READING TEXT
Improved compatibility with old binaries through the new -features compile option

You can now link old C and C++ binaries (pre C/C++ 5.6) with new C and C++ binaries with no change of behavior for the old binaries. Use the -features=no%extinl compile option when you want compatibility between new binaries and old C and C++ binaries that contain extern inline functions.

 

To get standard-conforming behavior, old code must be recompiled using the current compiler.

Larger default stack size for slave threads

The default stack size for slave threads is now larger. All slave threads have the same stack size, which is four megabytes for 32-bit applications and eight megabytes for 64-bit applications by default. The size is set with the STACKSIZE environment variable.

Improved -xprofile (SPARC®)

The -xprofile option offers the following improvements:

  • Support for profiling shared libraries
  • Thread-safe profile collection using -xprofile=collect -mt
  • Improved support for profiling multiple programs or shared libraries in a single profile directory

With -xprofile=use, the compiler can now find profile data in profile directories that contain data for multiple object files with non unique basenames. For cases where the compiler is unable to find an object file's profile data, the compiler provides a new option -xprofile_pathmap=collect-prefix: use-prefix.

Support for UTF-16 string literals: -xustr

Specify -xustr=ascii_utf16_ushort if you need to support an internationalized application that uses ISO10646 UTF-16 string literals. In other words, use this option if your code contains a string literal composed of 16-bit characters. Without this option, the compiler neither produces nor recognizes 16-bit character string literals. This option enables recognition of the U"ASCII_string" string literals as an array of type unsigned short. Since such strings are not yet part of any standard, this option enables recognition of non-standard C.

Automatically generated precompiled headers

This release of the C compiler expands the precompiled header facility to include an automatic capability on the part of the compiler to generate the precompiled header file. You still have the option to manually generate the precompiled header file, but if you are interested in the new capability of the compiler, see the explanation for the -xpch option in the cc(1) manpage for more information. See also the CCadmin(1) manpage.


TABLE 2-2 lists the new features of the C compiler that support faster compilation.


TABLE 2-2 Enhanced Hardware Platform Support

Feature

Description

More flags to support SPARC® platforms

The -xchip and -xtarget options now support ultra3i and ultra4 as values so you can build applications that are optimized for the UltraSPARC IIIi and UltraSPARC IV processors.

More flags to support x86 platforms

The C compiler supports new flags for -xarch, -xtarget, and -xchip compile options for code that will run on x86 platforms. These new flags are designed to take advantage of Pentium 3 and Pentium 4 chips in combination with Solaristrademark software support for sse and sse2 instructions on the x86 platform. The new flags are as follows:

  • -xchip=pentium3 optimizes for Pentium 3 style processor
  • -xchip=pentium4 optimizes for Pentium 4 style processor
  • -xarch=sse adds the sse instruction set to the pentium_pro instruction set architecture
  • -xarch=sse2 adds the sse2 instruction set to those permitted by sse
  • -xtarget=pentium3 sets -xarch=sse, -xchip=pentium3, and -xcache=16/32/4:256/32/4
  • -xtarget=pentium4 sets -xarch=sse2, -xchip=pentium4, and -xcache=8/64/4:256/128/8

You can determine which combination of options is appropriate for your compilation by following these guidelines:

  • If you are building an application to run on a Pentium 3 or Pentium 4 machine with Solaris 9 update 6 or later, compile with -xtarget=pentium3 or -xtarget=pentium4, as appropriate.

SUPPLIED INFORMATION
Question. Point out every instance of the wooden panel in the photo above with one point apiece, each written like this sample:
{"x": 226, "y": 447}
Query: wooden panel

WHAT TO DO
The compiler release notes introduce new flags for x86 platforms with the words "The new flags are as follows:". List every flag given there.

THE SOLUTION
-xchip=pentium3
-xchip=pentium4
-xarch=sse
-xarch=sse2
-xtarget=pentium3
-xtarget=pentium4